» TASK REQUIREMENTS:
If a line in the data contains "record", copy it out.
####################
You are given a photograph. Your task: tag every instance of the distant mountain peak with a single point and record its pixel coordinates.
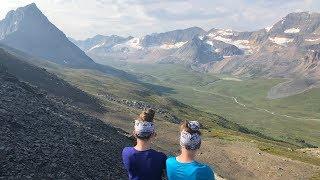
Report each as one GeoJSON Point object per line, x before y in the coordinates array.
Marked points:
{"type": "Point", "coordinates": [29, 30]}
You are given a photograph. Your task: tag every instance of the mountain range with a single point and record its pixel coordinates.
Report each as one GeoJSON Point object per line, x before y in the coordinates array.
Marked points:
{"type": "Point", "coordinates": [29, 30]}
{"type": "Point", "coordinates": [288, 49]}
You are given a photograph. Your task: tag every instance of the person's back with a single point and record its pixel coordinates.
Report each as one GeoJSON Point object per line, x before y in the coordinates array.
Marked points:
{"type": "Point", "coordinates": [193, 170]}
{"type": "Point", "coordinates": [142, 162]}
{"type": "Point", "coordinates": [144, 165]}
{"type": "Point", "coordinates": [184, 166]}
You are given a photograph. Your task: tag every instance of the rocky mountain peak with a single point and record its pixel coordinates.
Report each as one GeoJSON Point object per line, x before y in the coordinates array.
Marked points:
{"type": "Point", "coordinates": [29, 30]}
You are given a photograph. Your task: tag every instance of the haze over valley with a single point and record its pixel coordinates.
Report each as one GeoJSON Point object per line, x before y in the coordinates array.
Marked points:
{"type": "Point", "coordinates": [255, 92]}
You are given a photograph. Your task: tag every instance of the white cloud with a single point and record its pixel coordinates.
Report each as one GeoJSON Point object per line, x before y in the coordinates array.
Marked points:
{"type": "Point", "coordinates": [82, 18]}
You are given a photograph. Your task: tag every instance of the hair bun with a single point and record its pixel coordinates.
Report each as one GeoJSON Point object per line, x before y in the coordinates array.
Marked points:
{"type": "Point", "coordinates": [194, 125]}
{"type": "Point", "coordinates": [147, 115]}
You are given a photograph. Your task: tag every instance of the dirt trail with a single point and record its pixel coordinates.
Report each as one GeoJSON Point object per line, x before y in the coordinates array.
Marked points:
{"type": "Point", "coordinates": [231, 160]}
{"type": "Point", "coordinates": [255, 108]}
####################
» ANSWER SPACE:
You are given a photograph. Your task: tag every instance of the distant mountain peak with a single point and record its pixel coordinates.
You are given a photograph. Your task: tag every instance of the mountain range with a single point and record its pixel coordinates.
You are given a photograph. Your task: tag every instance of the person's back with a single point and record its pixel coordinates.
You are given a photograph. Your task: tag every instance of the rocky mountain peak with a single point and record its pixel coordinates.
You are given a photograph. Your task: tag every instance of the haze over valley with a single point and record its pixel coordinates.
You are given a photograph. Your task: tag every instance of the white cloud with a single point and record its pixel coordinates.
You are given a photograph. Your task: tag every instance of the hair bun with a single point and record its pixel coordinates.
You are given a photograph. Your task: tag every instance of the dirt trail with a single point and record its pixel coordinates.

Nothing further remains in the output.